**PROBLEM TO SOLVE:** Leave out all pictures. Return exactly the lines from the top of the material through the line containing "# provide a point for each instance of the tree".

*** Opening of INPUT DATA ***

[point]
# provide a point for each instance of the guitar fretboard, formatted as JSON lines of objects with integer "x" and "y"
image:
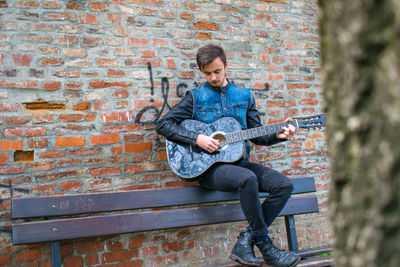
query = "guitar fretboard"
{"x": 257, "y": 132}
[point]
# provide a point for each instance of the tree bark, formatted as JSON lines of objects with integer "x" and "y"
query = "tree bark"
{"x": 360, "y": 53}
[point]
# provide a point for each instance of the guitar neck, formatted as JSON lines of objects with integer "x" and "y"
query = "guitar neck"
{"x": 257, "y": 132}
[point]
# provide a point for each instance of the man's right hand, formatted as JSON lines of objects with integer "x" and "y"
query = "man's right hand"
{"x": 207, "y": 143}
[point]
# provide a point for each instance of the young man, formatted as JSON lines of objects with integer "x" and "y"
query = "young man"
{"x": 207, "y": 103}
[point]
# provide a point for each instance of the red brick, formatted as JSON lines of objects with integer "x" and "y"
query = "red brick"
{"x": 92, "y": 259}
{"x": 90, "y": 19}
{"x": 187, "y": 15}
{"x": 204, "y": 25}
{"x": 21, "y": 59}
{"x": 116, "y": 73}
{"x": 73, "y": 261}
{"x": 147, "y": 11}
{"x": 66, "y": 186}
{"x": 52, "y": 154}
{"x": 104, "y": 139}
{"x": 149, "y": 2}
{"x": 144, "y": 167}
{"x": 115, "y": 245}
{"x": 134, "y": 263}
{"x": 118, "y": 116}
{"x": 3, "y": 160}
{"x": 82, "y": 106}
{"x": 49, "y": 50}
{"x": 116, "y": 150}
{"x": 298, "y": 86}
{"x": 89, "y": 247}
{"x": 19, "y": 84}
{"x": 60, "y": 16}
{"x": 105, "y": 171}
{"x": 121, "y": 94}
{"x": 192, "y": 6}
{"x": 49, "y": 5}
{"x": 203, "y": 36}
{"x": 143, "y": 62}
{"x": 118, "y": 256}
{"x": 150, "y": 251}
{"x": 171, "y": 64}
{"x": 70, "y": 141}
{"x": 5, "y": 107}
{"x": 162, "y": 155}
{"x": 95, "y": 7}
{"x": 25, "y": 131}
{"x": 71, "y": 117}
{"x": 158, "y": 42}
{"x": 173, "y": 246}
{"x": 138, "y": 147}
{"x": 103, "y": 84}
{"x": 107, "y": 62}
{"x": 147, "y": 53}
{"x": 52, "y": 62}
{"x": 17, "y": 120}
{"x": 92, "y": 41}
{"x": 51, "y": 86}
{"x": 5, "y": 260}
{"x": 137, "y": 42}
{"x": 73, "y": 5}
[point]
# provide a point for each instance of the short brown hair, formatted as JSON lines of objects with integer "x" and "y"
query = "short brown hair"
{"x": 207, "y": 54}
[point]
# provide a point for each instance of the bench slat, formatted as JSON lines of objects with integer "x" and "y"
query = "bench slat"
{"x": 61, "y": 229}
{"x": 135, "y": 199}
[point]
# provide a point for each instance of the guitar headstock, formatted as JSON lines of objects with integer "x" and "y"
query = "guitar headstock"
{"x": 313, "y": 121}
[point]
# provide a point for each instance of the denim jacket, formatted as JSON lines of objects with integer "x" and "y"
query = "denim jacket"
{"x": 208, "y": 104}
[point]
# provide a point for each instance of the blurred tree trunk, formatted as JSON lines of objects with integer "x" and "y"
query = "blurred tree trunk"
{"x": 360, "y": 49}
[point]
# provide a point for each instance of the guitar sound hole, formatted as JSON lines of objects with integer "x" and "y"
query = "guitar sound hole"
{"x": 221, "y": 139}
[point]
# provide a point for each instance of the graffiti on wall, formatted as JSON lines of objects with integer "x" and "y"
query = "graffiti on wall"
{"x": 154, "y": 113}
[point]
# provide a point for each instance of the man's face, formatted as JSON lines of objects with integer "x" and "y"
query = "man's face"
{"x": 215, "y": 73}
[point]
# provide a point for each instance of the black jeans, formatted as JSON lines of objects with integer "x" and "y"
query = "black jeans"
{"x": 248, "y": 179}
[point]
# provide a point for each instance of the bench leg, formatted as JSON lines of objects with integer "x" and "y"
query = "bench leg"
{"x": 55, "y": 254}
{"x": 291, "y": 233}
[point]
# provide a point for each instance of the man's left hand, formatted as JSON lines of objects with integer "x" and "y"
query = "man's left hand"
{"x": 286, "y": 132}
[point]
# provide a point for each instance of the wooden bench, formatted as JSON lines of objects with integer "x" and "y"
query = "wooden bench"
{"x": 55, "y": 218}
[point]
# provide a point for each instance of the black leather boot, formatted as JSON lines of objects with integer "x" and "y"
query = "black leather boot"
{"x": 243, "y": 251}
{"x": 277, "y": 257}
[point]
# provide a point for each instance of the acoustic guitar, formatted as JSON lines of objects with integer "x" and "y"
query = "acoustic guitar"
{"x": 189, "y": 162}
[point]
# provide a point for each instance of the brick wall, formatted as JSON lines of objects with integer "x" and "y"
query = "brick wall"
{"x": 82, "y": 84}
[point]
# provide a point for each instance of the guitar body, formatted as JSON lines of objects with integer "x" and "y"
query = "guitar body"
{"x": 189, "y": 162}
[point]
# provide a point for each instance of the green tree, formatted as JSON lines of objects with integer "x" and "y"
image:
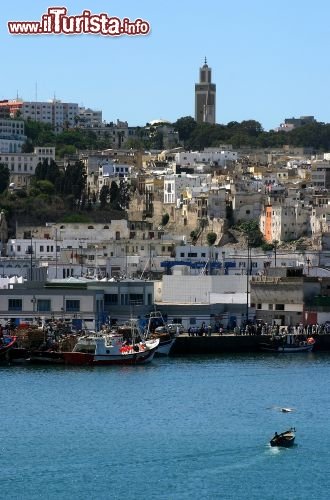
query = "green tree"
{"x": 185, "y": 127}
{"x": 114, "y": 196}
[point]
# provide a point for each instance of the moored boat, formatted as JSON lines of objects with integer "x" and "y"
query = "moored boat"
{"x": 110, "y": 349}
{"x": 7, "y": 342}
{"x": 289, "y": 343}
{"x": 285, "y": 439}
{"x": 157, "y": 328}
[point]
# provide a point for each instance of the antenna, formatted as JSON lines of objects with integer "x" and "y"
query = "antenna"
{"x": 35, "y": 107}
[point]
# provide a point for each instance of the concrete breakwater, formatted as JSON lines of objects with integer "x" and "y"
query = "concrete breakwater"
{"x": 217, "y": 344}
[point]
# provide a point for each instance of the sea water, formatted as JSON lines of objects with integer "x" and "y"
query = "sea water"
{"x": 179, "y": 428}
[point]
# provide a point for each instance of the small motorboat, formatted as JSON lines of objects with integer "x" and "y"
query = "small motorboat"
{"x": 7, "y": 342}
{"x": 285, "y": 439}
{"x": 289, "y": 343}
{"x": 110, "y": 349}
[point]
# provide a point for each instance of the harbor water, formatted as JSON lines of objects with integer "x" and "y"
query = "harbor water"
{"x": 179, "y": 428}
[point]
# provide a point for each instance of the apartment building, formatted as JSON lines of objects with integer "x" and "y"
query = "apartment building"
{"x": 12, "y": 135}
{"x": 284, "y": 222}
{"x": 22, "y": 165}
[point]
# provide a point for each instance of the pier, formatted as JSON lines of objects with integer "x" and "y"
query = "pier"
{"x": 231, "y": 343}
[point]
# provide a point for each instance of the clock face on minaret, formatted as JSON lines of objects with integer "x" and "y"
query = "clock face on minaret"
{"x": 205, "y": 96}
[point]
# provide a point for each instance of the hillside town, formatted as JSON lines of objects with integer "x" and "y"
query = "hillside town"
{"x": 222, "y": 235}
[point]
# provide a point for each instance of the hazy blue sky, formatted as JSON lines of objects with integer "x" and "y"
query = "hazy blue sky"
{"x": 270, "y": 59}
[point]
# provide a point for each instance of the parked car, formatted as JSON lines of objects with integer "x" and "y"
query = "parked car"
{"x": 175, "y": 327}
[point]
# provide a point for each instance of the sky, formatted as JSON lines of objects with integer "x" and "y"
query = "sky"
{"x": 269, "y": 59}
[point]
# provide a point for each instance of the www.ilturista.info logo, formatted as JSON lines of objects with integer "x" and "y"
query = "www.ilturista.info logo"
{"x": 57, "y": 22}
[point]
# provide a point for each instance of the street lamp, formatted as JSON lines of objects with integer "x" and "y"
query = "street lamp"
{"x": 248, "y": 272}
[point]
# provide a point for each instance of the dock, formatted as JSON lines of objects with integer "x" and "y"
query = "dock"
{"x": 231, "y": 343}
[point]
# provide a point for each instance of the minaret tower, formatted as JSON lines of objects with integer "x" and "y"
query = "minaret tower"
{"x": 205, "y": 94}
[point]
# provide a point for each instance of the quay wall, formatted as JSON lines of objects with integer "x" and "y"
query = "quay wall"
{"x": 217, "y": 344}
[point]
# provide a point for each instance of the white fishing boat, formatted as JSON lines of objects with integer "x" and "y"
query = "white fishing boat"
{"x": 110, "y": 349}
{"x": 158, "y": 329}
{"x": 289, "y": 343}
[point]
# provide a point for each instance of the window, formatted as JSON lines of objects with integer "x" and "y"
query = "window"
{"x": 111, "y": 298}
{"x": 72, "y": 305}
{"x": 136, "y": 298}
{"x": 43, "y": 305}
{"x": 14, "y": 304}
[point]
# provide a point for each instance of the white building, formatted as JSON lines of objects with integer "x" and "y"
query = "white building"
{"x": 88, "y": 117}
{"x": 174, "y": 184}
{"x": 285, "y": 222}
{"x": 190, "y": 158}
{"x": 57, "y": 113}
{"x": 22, "y": 166}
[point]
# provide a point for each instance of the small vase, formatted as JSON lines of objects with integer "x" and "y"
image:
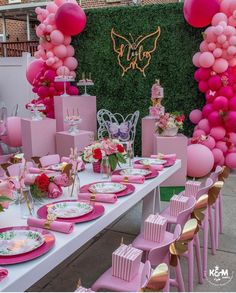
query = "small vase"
{"x": 26, "y": 203}
{"x": 170, "y": 132}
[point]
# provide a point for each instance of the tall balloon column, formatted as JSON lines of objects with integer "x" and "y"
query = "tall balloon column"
{"x": 216, "y": 76}
{"x": 58, "y": 22}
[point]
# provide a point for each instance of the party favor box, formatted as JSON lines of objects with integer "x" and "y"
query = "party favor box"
{"x": 154, "y": 228}
{"x": 126, "y": 262}
{"x": 178, "y": 203}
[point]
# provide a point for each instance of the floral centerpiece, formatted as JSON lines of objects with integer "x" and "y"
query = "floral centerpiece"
{"x": 170, "y": 123}
{"x": 110, "y": 148}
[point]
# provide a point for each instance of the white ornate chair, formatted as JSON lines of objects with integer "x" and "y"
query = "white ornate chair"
{"x": 116, "y": 126}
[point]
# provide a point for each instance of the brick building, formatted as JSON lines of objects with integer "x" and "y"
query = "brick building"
{"x": 18, "y": 20}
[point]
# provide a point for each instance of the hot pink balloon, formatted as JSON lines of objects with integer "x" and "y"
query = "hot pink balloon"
{"x": 70, "y": 19}
{"x": 33, "y": 69}
{"x": 198, "y": 13}
{"x": 195, "y": 116}
{"x": 218, "y": 132}
{"x": 200, "y": 160}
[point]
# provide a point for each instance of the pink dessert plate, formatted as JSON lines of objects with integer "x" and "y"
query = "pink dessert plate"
{"x": 98, "y": 211}
{"x": 49, "y": 241}
{"x": 152, "y": 175}
{"x": 129, "y": 189}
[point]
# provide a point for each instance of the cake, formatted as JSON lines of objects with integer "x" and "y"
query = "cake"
{"x": 157, "y": 94}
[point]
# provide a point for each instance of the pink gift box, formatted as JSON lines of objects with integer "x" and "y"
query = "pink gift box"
{"x": 126, "y": 262}
{"x": 154, "y": 228}
{"x": 178, "y": 203}
{"x": 192, "y": 188}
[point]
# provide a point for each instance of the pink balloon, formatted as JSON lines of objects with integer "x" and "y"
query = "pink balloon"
{"x": 71, "y": 63}
{"x": 200, "y": 160}
{"x": 220, "y": 103}
{"x": 230, "y": 160}
{"x": 70, "y": 19}
{"x": 218, "y": 17}
{"x": 220, "y": 65}
{"x": 218, "y": 132}
{"x": 198, "y": 13}
{"x": 57, "y": 37}
{"x": 218, "y": 155}
{"x": 214, "y": 82}
{"x": 195, "y": 116}
{"x": 60, "y": 51}
{"x": 204, "y": 125}
{"x": 206, "y": 59}
{"x": 33, "y": 69}
{"x": 206, "y": 110}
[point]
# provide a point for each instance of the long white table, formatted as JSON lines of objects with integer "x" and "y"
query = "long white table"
{"x": 22, "y": 276}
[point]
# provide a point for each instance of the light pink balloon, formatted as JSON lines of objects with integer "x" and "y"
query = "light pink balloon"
{"x": 230, "y": 160}
{"x": 195, "y": 116}
{"x": 206, "y": 59}
{"x": 218, "y": 132}
{"x": 204, "y": 125}
{"x": 218, "y": 17}
{"x": 200, "y": 160}
{"x": 218, "y": 155}
{"x": 195, "y": 59}
{"x": 71, "y": 63}
{"x": 60, "y": 51}
{"x": 220, "y": 65}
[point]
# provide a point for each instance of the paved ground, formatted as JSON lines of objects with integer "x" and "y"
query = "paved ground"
{"x": 89, "y": 262}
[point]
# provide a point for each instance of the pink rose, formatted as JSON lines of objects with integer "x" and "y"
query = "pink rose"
{"x": 54, "y": 190}
{"x": 61, "y": 180}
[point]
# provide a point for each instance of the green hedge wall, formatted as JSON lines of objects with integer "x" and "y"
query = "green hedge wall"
{"x": 171, "y": 62}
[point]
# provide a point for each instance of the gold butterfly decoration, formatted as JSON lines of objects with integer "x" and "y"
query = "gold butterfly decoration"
{"x": 135, "y": 54}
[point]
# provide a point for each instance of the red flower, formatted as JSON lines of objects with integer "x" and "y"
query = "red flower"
{"x": 120, "y": 148}
{"x": 42, "y": 182}
{"x": 97, "y": 154}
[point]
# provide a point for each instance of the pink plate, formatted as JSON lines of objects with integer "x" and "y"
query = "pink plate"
{"x": 48, "y": 244}
{"x": 149, "y": 176}
{"x": 129, "y": 189}
{"x": 97, "y": 212}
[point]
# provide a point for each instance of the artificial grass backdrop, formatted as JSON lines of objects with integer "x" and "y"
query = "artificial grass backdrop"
{"x": 171, "y": 62}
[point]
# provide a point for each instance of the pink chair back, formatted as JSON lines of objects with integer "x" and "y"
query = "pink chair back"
{"x": 184, "y": 215}
{"x": 14, "y": 170}
{"x": 160, "y": 254}
{"x": 146, "y": 273}
{"x": 214, "y": 175}
{"x": 49, "y": 160}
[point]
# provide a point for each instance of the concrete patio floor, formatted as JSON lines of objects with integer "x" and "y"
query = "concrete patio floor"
{"x": 89, "y": 262}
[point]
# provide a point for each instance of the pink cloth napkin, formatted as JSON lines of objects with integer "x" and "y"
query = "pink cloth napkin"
{"x": 129, "y": 179}
{"x": 3, "y": 273}
{"x": 149, "y": 167}
{"x": 101, "y": 197}
{"x": 63, "y": 227}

*** Close of INPUT DATA ***

**FINAL ANSWER:**
[point]
# provide a point for each instance of the guitar fretboard, formatted as JSON lines of objects with integer "x" and "y"
image:
query = "guitar fretboard"
{"x": 257, "y": 132}
[point]
# provide a point for each instance of the tree bark, formatted as JSON lines of objects with integer "x" and "y"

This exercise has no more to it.